> Problems
- a) In the court opinion excerpt, what standard of review applies to a district court's decision to grant or refuse amendments that conform the pleadings to the evidence?
- b) Carry on the court opinion excerpt from the point where it stops.
begin Excerpt to read
Even though Clark argues that he offered the excluded evidence to prove intent, his most cogent and forceful characterization of the evidence strongly suggests that he offered it to prove that the officer had a propensity to assault and batter African-American males in his custody.6 If credited by the jury, the evidence might tend to show that Martinez’s actions were motivated by hostility against African-Americans, but hostile motive is not an element of either assault or battery under Nebraska Law. See Westcott v. City of Omaha, 901 F.2d 1486, 1488-89 (8th Cir.1990) (rejecting contention that hostile motive is an element of battery under Nebraska law); Bergman v. Anderson, 226 Neb. 333, 411 N.W.2d 336, 339 (Neb.1987) (explaining that in order to prove intent for torts of assault and battery, the plaintiff need show only “that the defendant intended to physically injure or contact another or intended to cause apprehension that such physical injury or contact is imminent”). We therefore agree with the District Court that the excluded evidence is not relevant to prove the point for which Clark claims he offered it, and the court therefore did not abuse its discretion in excluding it on this ground.7


Moreover, even if the excluded evidence were somehow legally relevant, in order to be admissible under Rule 404(b) it must also pass Rule 403’s balancing test.8 United States v. Hill, 249 F.3d 707, 710 (8th Cir.2001). The District Court concluded that the danger of unfair prejudice, confusion of the issues, and misleading the jury substantially outweighed the evidence’s probative value. On this record, the District Court was well within its discretion in so concluding.9


Based on both Rule 404(b) and Rule 403 considerations, we are satisfied the District Court did not abuse its discretion by excluding Jones’s proffered testimony.



Clark also claims that the District Court erred by permitting the Federal Rule of Civil Procedure 16(e) pretrial order and Martinez’s answer to be amended after the close of all evidence to conform to the evidence of self-defense that was presented at trial and by giving the jury an instruction on self-defense. We review a district court’s decision to grant or refuse amendments to conform the pleadings to the evidence for an abuse of discretion. See Corsica Livestock Sales, Inc. v. Sumitomo Bank of Cal., 726 F.2d 374, 377 (8th Cir.1983). Similarly, we review for an abuse of discretion a district court’s selection of instructions for the jury and reverse for instructional error only if the error affected the substantial rights of the parties. Kim v. Nash Finch Co., 123 F.3d 1046, 1057 (8th Cir.1997).
end Excerpt to read
begin Provided information
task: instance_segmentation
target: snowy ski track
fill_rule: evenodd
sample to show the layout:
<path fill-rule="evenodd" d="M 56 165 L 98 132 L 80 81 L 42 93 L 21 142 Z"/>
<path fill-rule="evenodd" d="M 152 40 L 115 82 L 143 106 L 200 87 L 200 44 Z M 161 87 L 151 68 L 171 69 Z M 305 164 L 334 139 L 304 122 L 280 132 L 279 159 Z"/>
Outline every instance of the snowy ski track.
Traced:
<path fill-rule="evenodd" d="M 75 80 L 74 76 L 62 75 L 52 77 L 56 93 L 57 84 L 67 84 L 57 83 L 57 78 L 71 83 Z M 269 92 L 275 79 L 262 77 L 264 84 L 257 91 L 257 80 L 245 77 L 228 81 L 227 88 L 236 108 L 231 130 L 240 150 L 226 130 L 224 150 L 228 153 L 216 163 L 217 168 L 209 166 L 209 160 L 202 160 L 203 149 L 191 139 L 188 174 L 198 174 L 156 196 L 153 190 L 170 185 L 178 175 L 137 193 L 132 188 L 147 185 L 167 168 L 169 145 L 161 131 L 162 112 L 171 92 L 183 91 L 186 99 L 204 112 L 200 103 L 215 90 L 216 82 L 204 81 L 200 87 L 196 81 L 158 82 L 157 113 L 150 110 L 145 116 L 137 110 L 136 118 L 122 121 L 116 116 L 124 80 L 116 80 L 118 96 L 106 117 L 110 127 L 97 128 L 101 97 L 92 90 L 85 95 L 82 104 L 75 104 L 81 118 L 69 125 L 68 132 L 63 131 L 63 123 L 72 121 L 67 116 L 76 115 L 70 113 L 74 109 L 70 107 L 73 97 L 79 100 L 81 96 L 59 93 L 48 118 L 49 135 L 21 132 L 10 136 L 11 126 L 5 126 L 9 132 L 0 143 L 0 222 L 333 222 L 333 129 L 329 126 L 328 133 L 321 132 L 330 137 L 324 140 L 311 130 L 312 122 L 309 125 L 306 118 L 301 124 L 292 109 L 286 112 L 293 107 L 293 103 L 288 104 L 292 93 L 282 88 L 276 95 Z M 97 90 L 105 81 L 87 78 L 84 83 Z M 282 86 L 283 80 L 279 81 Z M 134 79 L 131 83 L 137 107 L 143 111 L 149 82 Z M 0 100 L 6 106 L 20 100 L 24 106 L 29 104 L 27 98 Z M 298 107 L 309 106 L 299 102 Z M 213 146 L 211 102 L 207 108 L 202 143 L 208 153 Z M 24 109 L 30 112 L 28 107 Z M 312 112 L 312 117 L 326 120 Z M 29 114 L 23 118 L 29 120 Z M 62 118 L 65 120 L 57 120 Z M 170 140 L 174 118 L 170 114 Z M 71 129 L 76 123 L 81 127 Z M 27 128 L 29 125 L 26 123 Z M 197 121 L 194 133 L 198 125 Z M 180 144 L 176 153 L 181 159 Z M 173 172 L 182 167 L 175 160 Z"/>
end Provided information
> Outputs for the tasks
- a) Abuse of discretion.

- b)
At the jury instruction conference following the close of all evidence, Martinez requested that the instructions incorporate self-defense as an affirmative defense to Clark’s assault and battery claims. Clark objected that neither the pretrial order nor the officer’s answer included this affirmative defense. Clark also claimed that the instruction would inject a new issue into the trial, one that was not supported by the evidence and was not argued at trial.


The District Court acknowledged that Martinez’s answer did not expressly assert self-defense but concluded that the language of the pretrial order did encompass self-defense. The court also concluded that both parties had contributed to bringing evidence of self-defense into the trial. The court thus amended the pretrial order to clarify that it included self-defense, allowed the officer to amend his answer to assert the defense, and included a self-defense instruction as part of both the assault instruction and the battery instruction.


Assuming that the District Court’s construction of the pretrial order to encompass self-defense was in error, the court did not abuse its discretion when it allowed the pleadings and the pretrial order to be amended to conform to the evidence of self-defense presented at trial. A party generally waives an affirmative defense if it fails to assert the defense in its responsive pleadings. See Myers v. John Deere Ltd., 683 F.2d 270, 273 (8th Cir. 1982); see also Fed.R.Civ.P. 8(c). Further, “a party may be barred from advancing theories that are not identified in the pretrial order.” Papio Keno Club, Inc. v. City of Papillion (In re Papio Keno Club, Inc.), 262 F.3d 725, 729 (8th Cir.2001); see also Fed.R.Civ.P. 16(e). Nevertheless, Federal Rule of Civil Procedure 15(b) provides that issues actually tried without objection are effectively incorporated into the pleadings. A party’s consent to trying a claim may be implied, and the pleadings presumed amended, “if evidence to support the claim was introduced at trial without objection.” Shen v. Leo A. Daly Co., 222 F.3d 472, 479 (8th Cir.2000); Gallon v. Lloyd-Thomas Co., 264 F.2d 821, 823 (8th Cir.1959). Similarly, when an issue is tried by consent, it becomes of little moment whether it was encompassed in the pretrial order. See Papio Keno Club, 262 F.3d at 729.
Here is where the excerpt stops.